- [Records to process]:

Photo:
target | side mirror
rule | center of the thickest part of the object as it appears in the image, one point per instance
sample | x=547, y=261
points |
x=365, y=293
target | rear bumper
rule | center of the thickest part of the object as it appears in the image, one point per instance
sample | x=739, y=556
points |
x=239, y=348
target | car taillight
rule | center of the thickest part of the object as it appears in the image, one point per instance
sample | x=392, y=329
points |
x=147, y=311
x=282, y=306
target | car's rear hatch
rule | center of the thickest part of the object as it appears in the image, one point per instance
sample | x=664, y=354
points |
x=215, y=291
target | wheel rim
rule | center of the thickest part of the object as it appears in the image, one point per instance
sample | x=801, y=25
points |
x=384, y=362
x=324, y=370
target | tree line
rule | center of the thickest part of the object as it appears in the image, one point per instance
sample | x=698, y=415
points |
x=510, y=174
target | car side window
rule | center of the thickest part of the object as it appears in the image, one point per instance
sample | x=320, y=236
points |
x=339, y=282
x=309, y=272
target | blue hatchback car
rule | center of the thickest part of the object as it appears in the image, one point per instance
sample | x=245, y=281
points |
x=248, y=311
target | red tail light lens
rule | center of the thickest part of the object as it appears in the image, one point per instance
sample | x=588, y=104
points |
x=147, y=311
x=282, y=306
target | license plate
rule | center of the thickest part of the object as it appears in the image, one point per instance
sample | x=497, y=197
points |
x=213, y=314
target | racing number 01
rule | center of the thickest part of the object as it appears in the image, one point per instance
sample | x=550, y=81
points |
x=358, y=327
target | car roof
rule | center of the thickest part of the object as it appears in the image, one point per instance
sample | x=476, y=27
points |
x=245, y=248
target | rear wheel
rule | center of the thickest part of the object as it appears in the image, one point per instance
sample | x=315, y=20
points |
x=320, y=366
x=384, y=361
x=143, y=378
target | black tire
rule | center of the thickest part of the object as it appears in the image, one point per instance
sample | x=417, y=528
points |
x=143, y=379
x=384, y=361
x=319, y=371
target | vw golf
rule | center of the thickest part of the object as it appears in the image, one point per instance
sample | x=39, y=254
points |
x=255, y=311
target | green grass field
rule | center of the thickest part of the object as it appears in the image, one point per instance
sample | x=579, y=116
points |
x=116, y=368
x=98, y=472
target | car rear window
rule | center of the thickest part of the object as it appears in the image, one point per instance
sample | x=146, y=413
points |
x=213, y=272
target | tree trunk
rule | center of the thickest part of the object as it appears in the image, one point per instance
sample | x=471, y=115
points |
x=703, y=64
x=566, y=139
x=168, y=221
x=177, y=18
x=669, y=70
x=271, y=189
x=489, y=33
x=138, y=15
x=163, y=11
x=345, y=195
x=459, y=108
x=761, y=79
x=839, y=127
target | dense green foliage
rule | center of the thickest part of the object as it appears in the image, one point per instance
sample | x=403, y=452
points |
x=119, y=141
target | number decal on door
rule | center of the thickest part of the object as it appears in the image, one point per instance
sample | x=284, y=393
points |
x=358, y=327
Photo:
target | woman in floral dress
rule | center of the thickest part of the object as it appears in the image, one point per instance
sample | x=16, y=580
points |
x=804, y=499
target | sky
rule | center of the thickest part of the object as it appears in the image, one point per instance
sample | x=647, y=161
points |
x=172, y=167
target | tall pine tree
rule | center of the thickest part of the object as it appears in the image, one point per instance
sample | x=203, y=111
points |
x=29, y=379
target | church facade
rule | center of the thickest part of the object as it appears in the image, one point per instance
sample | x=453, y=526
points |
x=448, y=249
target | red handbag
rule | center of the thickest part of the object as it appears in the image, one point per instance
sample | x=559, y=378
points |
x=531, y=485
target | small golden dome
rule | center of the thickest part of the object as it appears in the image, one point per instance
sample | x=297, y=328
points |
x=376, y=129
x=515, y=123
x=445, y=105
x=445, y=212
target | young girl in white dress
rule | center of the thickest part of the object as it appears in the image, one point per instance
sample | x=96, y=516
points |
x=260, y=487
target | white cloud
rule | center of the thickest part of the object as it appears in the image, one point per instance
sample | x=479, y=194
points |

- [Problem description]: Output all of the material exactly.

- [Result for this task]:
Photo:
target | side mirror
rule | center of the thickest part of the object as it appears in the image, one point per instance
sample | x=547, y=261
points |
x=365, y=293
target | rear bumper
rule | center of the thickest part of the object as it appears in the image, one point per instance
sample | x=739, y=556
points |
x=239, y=348
target | car taillight
rule | center of the thickest part of the object as it appears in the image, one point per instance
sample | x=392, y=329
points |
x=147, y=311
x=282, y=306
target | car's rear hatch
rule | center of the thickest part of the object as it appears in the image, one point per instance
sample | x=664, y=354
points |
x=215, y=291
target | wheel rim
rule | center of the thickest part of the object as it appears in the image, one point per instance
sample | x=801, y=25
points |
x=384, y=362
x=324, y=370
target | tree line
rule | center of the thickest part of the object as it appears in the image, one point per instance
sample | x=698, y=415
points |
x=510, y=174
target | car side window
rule | center of the thickest part of the object as it appears in the image, one point per instance
sample | x=320, y=236
points |
x=339, y=282
x=309, y=272
target | blue hatchback car
rule | center of the thickest part of the object as it appears in the image, one point per instance
sample | x=245, y=281
points |
x=248, y=311
target | red tail light lens
rule | center of the thickest part of the object as it appears in the image, one point per instance
sample | x=588, y=104
points |
x=147, y=311
x=282, y=306
target | license plate
rule | center of the thickest part of the object as it appears in the image, one point per instance
sample | x=497, y=197
points |
x=213, y=314
target | racing number 01
rule | center of the thickest part of the object as it appears in the image, one point per instance
sample | x=550, y=81
points |
x=358, y=327
target | car roof
rule | center of the thickest part of the object as it appears in the image, one point per instance
sample | x=476, y=27
points |
x=245, y=248
target | rear wheel
rule | center of the thickest part of the object as it appears in the image, one point per instance
sample | x=315, y=20
points |
x=320, y=366
x=384, y=361
x=143, y=378
target | black tire
rule | center of the thickest part of the object as it appears in the image, one point per instance
sample | x=417, y=528
points |
x=143, y=379
x=384, y=361
x=319, y=371
target | vw golf
rule | center of the thickest part of the object as it appears in the image, one point per instance
sample | x=39, y=254
points |
x=255, y=311
target | green grass field
rule | center of the thickest part of the object as it appears in the image, one point per instance
sample | x=579, y=116
points |
x=116, y=368
x=98, y=472
target | car rear window
rule | center of the thickest part of the object as it appears in the image, one point per instance
sample | x=146, y=413
points |
x=213, y=272
target | tree trunk
rule | center of the thickest part of the object as it appears in the image, one point per instance
sample | x=471, y=115
points |
x=703, y=64
x=566, y=139
x=168, y=221
x=177, y=18
x=669, y=70
x=271, y=189
x=489, y=33
x=138, y=15
x=163, y=11
x=345, y=195
x=459, y=108
x=761, y=79
x=839, y=127
target | dense green foliage
rule | center of the thickest part of the object as it appears in the image, one point per instance
sample | x=403, y=452
points |
x=119, y=141
target | number decal on door
rule | center of the thickest part of the object as it appears in the image, one point per instance
sample | x=284, y=393
points |
x=358, y=327
Photo:
target | woman in floral dress
rule | center of the thickest part of the object as it appears in the image, one point per instance
sample | x=16, y=580
points |
x=804, y=499
target | sky
rule | center of the thickest part of the object as it appears in the image, one point per instance
sample | x=647, y=161
points |
x=172, y=167
target | tall pine tree
rule | center of the thickest part of the object as it appears in the image, one point per instance
sample | x=203, y=111
points |
x=29, y=379
target | church facade
rule | center of the thickest part of the object as it appears in the image, one point per instance
sample | x=453, y=526
points |
x=448, y=249
target | red handbag
rule | center of the thickest part of the object as it appears in the image, one point per instance
sample | x=559, y=378
points |
x=531, y=485
target | small golden dome
rule | center of the thickest part of the object as it appears in the image, one point per instance
sample | x=297, y=328
points |
x=376, y=129
x=515, y=123
x=445, y=105
x=445, y=212
target | young girl in white dress
rule | center of the thickest part of the object as it appears in the image, one point per instance
sample | x=96, y=516
points |
x=260, y=487
target | white cloud
rule | center of the thickest part of the object as it appears in the image, one point per instance
sample | x=479, y=194
points |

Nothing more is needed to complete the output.